*Entries from a dataset*
────────
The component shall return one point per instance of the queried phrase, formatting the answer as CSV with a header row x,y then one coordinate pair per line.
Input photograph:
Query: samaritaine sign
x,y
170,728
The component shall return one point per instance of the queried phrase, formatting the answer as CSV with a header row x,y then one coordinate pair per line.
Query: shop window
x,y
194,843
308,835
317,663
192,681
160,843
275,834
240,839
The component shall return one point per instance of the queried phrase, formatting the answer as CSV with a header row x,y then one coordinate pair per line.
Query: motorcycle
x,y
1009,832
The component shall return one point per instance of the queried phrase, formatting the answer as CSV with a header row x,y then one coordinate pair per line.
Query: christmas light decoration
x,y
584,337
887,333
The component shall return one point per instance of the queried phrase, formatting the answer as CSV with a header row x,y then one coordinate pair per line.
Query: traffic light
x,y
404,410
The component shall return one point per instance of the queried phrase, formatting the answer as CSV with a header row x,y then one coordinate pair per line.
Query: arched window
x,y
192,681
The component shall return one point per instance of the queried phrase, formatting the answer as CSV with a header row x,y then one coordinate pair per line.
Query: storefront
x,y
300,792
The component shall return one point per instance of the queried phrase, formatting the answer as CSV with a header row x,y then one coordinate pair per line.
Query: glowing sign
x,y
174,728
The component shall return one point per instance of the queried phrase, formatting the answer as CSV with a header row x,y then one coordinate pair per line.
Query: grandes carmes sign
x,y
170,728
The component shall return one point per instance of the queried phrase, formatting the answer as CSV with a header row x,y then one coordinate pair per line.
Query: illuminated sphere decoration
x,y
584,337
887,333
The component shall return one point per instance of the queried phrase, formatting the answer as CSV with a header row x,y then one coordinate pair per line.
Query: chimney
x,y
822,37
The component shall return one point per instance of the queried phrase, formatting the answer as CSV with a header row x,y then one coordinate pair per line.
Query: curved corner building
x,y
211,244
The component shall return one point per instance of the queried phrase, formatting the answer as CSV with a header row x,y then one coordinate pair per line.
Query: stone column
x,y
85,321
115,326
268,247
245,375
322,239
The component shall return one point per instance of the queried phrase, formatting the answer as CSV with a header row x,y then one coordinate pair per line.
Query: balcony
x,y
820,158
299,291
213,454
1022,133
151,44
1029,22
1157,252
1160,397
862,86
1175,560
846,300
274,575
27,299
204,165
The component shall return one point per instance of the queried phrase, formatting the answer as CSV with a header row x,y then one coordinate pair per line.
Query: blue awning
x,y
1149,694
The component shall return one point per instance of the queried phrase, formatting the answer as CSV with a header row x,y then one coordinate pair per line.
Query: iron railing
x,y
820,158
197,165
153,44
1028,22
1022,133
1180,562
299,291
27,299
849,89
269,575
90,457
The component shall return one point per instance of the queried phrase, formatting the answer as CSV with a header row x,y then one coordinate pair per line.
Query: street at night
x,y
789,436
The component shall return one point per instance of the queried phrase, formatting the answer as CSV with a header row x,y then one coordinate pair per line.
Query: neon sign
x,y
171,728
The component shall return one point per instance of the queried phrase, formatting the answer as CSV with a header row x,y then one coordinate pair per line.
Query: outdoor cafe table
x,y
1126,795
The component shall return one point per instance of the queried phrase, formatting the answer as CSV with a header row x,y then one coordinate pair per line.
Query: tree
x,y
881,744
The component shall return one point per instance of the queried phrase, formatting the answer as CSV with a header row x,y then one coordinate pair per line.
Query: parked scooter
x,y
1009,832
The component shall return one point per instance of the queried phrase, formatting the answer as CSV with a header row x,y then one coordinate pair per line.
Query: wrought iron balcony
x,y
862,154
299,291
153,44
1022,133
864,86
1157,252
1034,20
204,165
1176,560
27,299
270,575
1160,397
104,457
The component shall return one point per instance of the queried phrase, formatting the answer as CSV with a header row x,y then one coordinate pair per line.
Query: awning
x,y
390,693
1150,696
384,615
────────
*Work to be completed*
Return all the data above once more, precisely as given.

*Exercise result*
The component shall return one point per instance of the queried phrase, formatting the answer as CSV with a header row x,y then one coordinate pair per line.
Input photograph:
Query: samaritaine sign
x,y
170,728
The component shall return one point per instance of the queried phrase, formatting the answer as CSV with a header row x,y then one coordinate pair per line.
Query: shop window
x,y
194,843
308,835
317,663
192,681
160,843
275,834
240,839
The component shall return one point per instance of the queried phrase, formatting the answer as CSV with a header row x,y then one coordinate pair per line.
Query: motorcycle
x,y
1009,832
The component shall return one point per instance of the queried phrase, formatting the answer as CSV with a header row x,y then one coordinate pair per line.
Query: christmas light decoration
x,y
584,337
887,333
The component shall return one point per instance of the queried phrase, formatting the answer as CSV with a header row x,y then one coordinate pair per line.
Query: traffic light
x,y
404,410
The component shall return one point per instance of the queried phrase, formatting the answer as CSV with a header row x,y then one coordinate pair per line.
Query: arched window
x,y
192,681
The component shall return one point per instance of the queried phrase, formatting the answer as CSV with a header row x,y then one coordinate pair per line.
Query: storefront
x,y
300,792
The component shall return one point per instance of the queried phrase, formatting the answer as CSV with a header row x,y then one coordinate pair per line.
Query: glowing sign
x,y
174,728
The component shall return one point per instance of the queried phrase, formatting the answer as CSV with a header row x,y then one coordinate pair per line.
Query: grandes carmes sign
x,y
170,728
The component shall return one point per instance of the queried phrase, formatting the answer as CSV with a header row x,y then one coordinate pair per line.
Query: illuminated sphere decoration
x,y
584,337
887,333
The component shall return one point per instance of the queried phrase, formatting the answer as CSV with a header row x,y then one coordinate pair per line.
Query: chimney
x,y
822,37
The component shall return one point per instance of the queried phrase, formatting the answer as CSV with a header row x,y then one coordinate pair per line.
Query: curved corner building
x,y
211,244
The component shall return one point per instance of the queried phrase, formatting the answer as CSV with a header row x,y then one coordinate pair per line.
Query: stone column
x,y
85,321
115,326
268,247
245,375
322,239
The component shall return one point per instance of the queried phrase, formatting the answer as CSV with a header row x,y then one coordinate pair per line.
Query: balcony
x,y
820,158
299,291
213,454
1022,133
151,44
1029,22
1157,252
1160,397
862,86
1175,560
846,300
274,575
27,299
204,165
The component shall return one point per instance of the queried phrase, formatting the answer as CSV with a header row x,y then one coordinate pair per line.
Query: blue awning
x,y
1149,694
The component shall return one point per instance of the queried phrase, formatting the answer as CSV with a header row x,y then one coordinate pair per line.
Query: iron railing
x,y
820,158
197,165
153,44
1028,22
1022,133
1180,562
299,291
27,299
849,89
269,575
90,457
The component shall return one point per instance of the queried phrase, formatting the answer as CSV with a header row x,y then one coordinate pair per line.
Query: street at night
x,y
789,436
The component shall return one point per instance of the queried phrase, formatting the answer as CSV with a header row x,y then one coordinate pair per line.
Query: neon sign
x,y
171,728
The component shall return one point per instance of the queried phrase, formatting the answer as CSV with a header row x,y then one coordinate pair per line.
Query: outdoor cafe table
x,y
1126,795
The component shall return one point per instance of the queried phrase, formatting the answer as CSV with a header row x,y then one coordinate pair per line.
Query: tree
x,y
881,744
The component shall return one point per instance of the queried phrase, formatting the answer as CSV with a header row x,y then one coordinate pair per line.
Query: parked scooter
x,y
1009,832
The component shall return one point per instance of the queried phrase, formatting the answer as CSV with a header row x,y then one coordinate pair per line.
Query: wrought iron balcony
x,y
862,154
299,291
153,44
1022,133
864,86
1157,252
1034,20
204,165
1176,560
27,299
270,575
1160,397
104,457
The component shall return one point per instance of the queried phrase, formatting the answer as CSV with a header row x,y then one coordinate pair per line.
Query: awning
x,y
390,693
1150,696
384,615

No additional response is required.